> What is expected: Copy exactly the stretch of data below from the line with "positive clicks: (630, 119)" through the line with "positive clicks: (535, 280)", including both of those lines.

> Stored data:
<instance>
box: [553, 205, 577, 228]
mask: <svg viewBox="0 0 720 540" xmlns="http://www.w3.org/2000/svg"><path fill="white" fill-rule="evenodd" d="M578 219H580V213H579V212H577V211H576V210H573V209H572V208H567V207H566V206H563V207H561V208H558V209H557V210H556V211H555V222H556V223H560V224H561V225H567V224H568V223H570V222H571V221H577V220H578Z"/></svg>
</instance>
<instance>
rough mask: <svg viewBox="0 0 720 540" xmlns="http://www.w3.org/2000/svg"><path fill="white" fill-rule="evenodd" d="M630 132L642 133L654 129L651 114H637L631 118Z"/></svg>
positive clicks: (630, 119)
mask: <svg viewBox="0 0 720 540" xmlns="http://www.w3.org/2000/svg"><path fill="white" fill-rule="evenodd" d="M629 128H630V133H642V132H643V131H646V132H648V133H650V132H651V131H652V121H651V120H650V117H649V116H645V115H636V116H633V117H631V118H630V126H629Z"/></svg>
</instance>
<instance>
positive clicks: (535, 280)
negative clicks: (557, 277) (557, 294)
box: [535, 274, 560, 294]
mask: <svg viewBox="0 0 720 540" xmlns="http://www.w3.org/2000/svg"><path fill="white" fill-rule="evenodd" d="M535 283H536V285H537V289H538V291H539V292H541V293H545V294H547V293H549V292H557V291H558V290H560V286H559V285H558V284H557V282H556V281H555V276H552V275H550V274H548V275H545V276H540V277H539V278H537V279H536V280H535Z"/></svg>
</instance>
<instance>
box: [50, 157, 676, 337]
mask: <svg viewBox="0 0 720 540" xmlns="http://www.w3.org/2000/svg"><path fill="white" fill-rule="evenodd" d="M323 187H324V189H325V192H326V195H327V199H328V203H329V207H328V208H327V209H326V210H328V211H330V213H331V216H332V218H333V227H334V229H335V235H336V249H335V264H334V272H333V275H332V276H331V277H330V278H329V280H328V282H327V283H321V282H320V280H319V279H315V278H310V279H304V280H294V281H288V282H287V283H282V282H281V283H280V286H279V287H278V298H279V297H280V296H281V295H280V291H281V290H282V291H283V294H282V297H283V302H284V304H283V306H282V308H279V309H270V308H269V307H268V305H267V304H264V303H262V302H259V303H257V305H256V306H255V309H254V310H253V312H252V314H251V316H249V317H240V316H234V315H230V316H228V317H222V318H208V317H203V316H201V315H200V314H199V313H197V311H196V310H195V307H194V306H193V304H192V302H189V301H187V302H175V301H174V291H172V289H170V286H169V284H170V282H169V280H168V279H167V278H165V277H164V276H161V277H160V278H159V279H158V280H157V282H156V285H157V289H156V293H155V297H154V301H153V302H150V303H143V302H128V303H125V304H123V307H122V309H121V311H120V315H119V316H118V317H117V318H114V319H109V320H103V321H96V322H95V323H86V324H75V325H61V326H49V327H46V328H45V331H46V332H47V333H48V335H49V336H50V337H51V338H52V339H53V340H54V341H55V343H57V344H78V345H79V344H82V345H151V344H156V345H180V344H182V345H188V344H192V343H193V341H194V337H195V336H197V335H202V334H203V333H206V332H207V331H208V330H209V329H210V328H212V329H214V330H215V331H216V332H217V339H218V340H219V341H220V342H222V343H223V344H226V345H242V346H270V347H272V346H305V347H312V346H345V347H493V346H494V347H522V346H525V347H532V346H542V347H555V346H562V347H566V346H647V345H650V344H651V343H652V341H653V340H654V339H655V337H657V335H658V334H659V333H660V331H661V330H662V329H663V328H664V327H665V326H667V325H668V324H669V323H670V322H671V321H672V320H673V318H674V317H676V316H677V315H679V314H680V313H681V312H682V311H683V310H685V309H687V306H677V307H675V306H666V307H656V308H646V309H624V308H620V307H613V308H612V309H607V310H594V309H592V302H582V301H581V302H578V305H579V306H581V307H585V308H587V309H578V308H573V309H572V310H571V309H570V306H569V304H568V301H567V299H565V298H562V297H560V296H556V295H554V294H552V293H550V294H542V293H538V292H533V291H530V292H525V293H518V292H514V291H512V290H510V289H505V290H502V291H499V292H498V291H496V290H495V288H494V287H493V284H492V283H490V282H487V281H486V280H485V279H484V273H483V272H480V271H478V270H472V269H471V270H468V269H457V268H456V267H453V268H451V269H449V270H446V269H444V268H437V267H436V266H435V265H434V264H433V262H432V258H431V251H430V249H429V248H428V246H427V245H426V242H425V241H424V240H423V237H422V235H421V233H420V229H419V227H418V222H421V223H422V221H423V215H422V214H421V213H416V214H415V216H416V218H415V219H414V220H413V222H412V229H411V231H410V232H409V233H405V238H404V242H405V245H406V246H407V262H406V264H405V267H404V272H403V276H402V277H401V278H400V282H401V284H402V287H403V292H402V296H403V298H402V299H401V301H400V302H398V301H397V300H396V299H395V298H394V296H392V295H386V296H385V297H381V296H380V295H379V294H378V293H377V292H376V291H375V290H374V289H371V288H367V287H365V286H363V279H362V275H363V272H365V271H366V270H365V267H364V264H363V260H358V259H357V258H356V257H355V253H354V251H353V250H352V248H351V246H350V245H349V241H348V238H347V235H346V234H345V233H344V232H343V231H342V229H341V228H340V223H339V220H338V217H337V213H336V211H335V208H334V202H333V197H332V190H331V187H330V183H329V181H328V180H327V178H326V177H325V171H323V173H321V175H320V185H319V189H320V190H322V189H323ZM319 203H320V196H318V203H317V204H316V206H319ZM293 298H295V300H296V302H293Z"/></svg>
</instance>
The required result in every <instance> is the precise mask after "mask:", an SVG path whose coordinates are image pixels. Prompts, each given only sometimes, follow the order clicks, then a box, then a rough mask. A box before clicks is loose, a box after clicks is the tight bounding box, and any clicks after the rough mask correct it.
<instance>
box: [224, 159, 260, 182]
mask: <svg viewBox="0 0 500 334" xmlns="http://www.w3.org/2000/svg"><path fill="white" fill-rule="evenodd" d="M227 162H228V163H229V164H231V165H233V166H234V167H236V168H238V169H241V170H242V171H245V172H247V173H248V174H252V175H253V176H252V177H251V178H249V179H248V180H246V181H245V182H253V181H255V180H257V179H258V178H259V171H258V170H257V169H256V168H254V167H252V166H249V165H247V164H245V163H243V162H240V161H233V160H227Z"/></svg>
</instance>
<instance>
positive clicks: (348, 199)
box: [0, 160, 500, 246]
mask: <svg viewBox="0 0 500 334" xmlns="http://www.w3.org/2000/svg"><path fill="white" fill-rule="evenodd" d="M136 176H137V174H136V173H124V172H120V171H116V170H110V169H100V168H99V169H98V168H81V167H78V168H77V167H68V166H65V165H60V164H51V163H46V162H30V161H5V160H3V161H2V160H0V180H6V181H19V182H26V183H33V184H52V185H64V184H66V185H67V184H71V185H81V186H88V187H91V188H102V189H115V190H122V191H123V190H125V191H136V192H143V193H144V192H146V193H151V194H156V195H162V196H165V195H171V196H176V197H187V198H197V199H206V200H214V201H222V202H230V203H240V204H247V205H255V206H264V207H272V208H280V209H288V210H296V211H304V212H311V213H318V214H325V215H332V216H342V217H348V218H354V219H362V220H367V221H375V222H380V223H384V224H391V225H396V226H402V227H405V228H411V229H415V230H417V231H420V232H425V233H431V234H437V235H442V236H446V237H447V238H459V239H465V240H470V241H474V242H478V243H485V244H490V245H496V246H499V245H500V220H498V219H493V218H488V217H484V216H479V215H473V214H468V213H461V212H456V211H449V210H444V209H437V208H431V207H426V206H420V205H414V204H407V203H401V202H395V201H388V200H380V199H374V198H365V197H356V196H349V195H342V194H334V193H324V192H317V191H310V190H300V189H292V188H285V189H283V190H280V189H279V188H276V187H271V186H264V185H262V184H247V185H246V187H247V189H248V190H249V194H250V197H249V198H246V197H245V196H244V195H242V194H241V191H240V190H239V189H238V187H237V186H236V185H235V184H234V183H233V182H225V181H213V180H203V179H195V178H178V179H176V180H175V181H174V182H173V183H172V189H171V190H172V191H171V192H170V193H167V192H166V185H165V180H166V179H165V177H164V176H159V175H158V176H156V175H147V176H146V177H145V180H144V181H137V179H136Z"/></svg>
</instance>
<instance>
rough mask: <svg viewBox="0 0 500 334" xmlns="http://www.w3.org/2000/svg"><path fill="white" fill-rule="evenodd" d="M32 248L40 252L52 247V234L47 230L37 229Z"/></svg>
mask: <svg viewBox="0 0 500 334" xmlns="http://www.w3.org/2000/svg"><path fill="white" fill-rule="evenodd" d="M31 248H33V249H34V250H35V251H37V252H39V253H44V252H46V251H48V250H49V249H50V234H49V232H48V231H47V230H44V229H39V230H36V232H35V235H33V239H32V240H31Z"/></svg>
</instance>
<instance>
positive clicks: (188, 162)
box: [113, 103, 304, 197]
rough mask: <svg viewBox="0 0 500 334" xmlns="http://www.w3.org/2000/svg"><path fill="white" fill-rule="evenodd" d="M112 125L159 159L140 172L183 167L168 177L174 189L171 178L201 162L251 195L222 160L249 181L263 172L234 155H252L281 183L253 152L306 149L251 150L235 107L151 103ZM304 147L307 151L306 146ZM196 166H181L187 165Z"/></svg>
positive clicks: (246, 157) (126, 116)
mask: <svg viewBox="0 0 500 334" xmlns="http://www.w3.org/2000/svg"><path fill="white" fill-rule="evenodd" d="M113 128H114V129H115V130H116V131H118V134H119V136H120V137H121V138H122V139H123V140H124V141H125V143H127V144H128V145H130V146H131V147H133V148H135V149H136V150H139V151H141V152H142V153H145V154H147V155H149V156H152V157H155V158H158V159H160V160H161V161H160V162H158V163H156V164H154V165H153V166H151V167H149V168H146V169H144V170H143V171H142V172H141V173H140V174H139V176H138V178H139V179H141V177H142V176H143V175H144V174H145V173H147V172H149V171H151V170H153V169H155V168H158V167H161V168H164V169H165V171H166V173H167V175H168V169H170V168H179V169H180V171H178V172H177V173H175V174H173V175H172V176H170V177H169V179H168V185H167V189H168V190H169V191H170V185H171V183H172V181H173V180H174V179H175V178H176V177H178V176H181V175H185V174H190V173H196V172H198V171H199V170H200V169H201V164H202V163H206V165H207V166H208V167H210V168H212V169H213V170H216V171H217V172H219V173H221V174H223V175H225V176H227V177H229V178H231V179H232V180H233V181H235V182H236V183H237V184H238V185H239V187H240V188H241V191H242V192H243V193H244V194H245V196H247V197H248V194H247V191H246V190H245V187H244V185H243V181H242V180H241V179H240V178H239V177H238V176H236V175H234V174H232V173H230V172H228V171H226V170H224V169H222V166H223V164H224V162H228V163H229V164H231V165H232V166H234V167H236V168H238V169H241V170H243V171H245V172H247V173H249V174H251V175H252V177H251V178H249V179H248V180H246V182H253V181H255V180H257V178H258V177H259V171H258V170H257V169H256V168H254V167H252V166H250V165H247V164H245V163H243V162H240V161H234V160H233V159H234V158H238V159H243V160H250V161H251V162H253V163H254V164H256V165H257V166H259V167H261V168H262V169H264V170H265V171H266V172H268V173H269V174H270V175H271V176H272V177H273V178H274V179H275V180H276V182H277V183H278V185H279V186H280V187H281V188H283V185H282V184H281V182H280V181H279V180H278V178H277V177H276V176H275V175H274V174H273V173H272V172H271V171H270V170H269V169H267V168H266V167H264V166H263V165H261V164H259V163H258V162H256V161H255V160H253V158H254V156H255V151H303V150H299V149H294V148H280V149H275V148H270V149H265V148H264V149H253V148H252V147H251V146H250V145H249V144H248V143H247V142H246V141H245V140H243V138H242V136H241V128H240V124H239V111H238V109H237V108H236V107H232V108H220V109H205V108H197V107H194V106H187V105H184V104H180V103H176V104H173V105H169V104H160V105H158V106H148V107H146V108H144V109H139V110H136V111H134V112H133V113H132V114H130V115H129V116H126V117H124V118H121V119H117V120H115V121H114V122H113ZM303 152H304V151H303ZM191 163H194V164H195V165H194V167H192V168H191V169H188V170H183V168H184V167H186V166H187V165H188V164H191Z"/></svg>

==

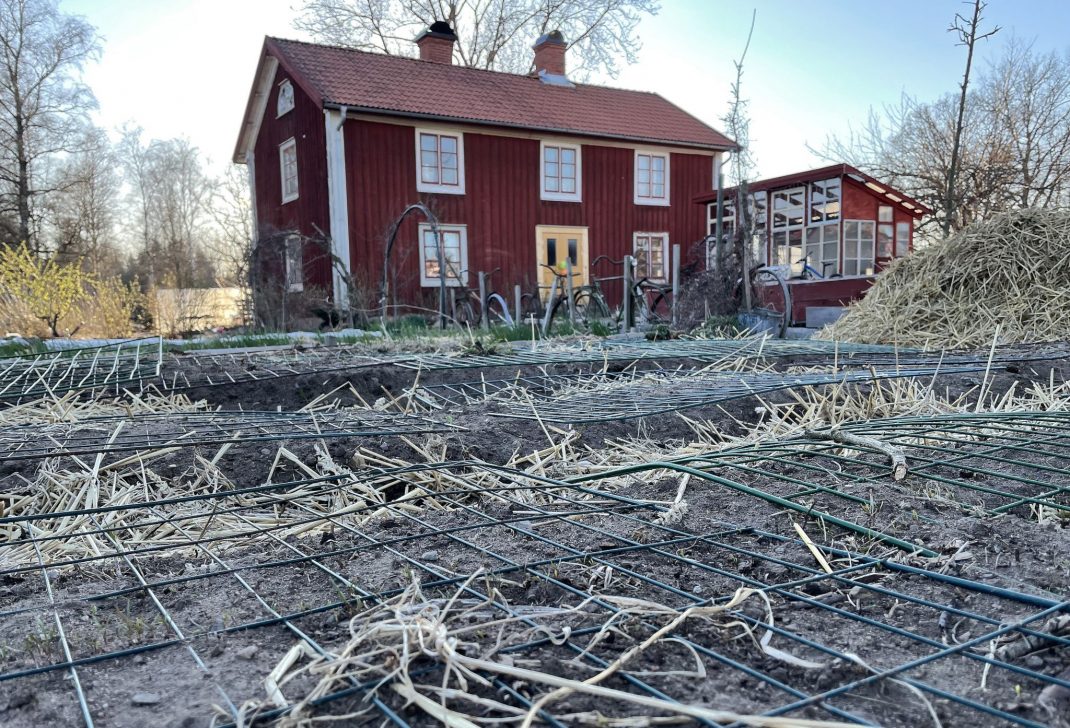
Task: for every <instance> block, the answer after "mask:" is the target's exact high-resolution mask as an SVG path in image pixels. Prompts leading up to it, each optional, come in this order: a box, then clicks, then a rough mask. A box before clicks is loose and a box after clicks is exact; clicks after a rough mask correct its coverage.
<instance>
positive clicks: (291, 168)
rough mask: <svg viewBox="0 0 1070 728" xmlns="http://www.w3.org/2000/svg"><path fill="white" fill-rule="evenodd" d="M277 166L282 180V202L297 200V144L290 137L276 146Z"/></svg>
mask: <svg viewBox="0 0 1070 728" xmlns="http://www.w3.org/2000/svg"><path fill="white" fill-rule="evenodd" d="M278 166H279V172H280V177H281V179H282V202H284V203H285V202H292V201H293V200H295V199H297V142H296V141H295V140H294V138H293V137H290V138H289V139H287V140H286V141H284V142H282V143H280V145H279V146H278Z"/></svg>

> Answer box:
positive clicks: (630, 119)
mask: <svg viewBox="0 0 720 540" xmlns="http://www.w3.org/2000/svg"><path fill="white" fill-rule="evenodd" d="M629 128H630V133H642V132H643V131H646V132H648V133H650V132H651V131H652V121H651V120H650V117H649V116H645V115H636V116H633V117H631V118H630V126H629Z"/></svg>
</instance>
<instance>
positive clicks: (535, 280)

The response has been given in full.